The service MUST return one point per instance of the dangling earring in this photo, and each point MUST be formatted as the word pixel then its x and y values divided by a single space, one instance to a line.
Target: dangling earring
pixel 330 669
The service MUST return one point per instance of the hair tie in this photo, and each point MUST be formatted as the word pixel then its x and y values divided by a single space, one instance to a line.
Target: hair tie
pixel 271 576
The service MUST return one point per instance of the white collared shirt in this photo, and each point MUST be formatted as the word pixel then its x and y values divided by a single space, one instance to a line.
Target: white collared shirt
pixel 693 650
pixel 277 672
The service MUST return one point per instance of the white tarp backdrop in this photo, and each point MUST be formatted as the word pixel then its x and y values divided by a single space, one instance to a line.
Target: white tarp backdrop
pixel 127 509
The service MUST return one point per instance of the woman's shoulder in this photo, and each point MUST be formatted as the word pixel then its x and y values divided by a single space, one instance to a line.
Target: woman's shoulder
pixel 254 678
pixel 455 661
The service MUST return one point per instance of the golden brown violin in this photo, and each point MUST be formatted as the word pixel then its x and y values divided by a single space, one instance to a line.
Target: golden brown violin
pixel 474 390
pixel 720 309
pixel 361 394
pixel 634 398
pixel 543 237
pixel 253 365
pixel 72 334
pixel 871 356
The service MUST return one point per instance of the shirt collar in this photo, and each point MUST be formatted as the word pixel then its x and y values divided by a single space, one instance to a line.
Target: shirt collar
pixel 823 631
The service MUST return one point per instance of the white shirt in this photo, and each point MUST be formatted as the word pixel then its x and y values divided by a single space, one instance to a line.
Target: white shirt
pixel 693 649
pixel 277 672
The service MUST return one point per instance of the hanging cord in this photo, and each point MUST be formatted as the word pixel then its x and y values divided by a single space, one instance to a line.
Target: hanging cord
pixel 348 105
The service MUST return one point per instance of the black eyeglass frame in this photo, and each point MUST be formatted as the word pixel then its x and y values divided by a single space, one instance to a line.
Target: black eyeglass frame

EXERCISE AIM - Copy, without any change, the lines in the records from the line containing "The service MUST return one point per instance of the shirt" up to and including the line containing "pixel 823 631".

RESPONSE FOR THIS EXERCISE -
The service MUST return one point per instance of the shirt collar in this photo, and each point MUST be formatted as the word pixel then its x and y values divided by a single space, one instance to a line.
Target: shirt collar
pixel 823 631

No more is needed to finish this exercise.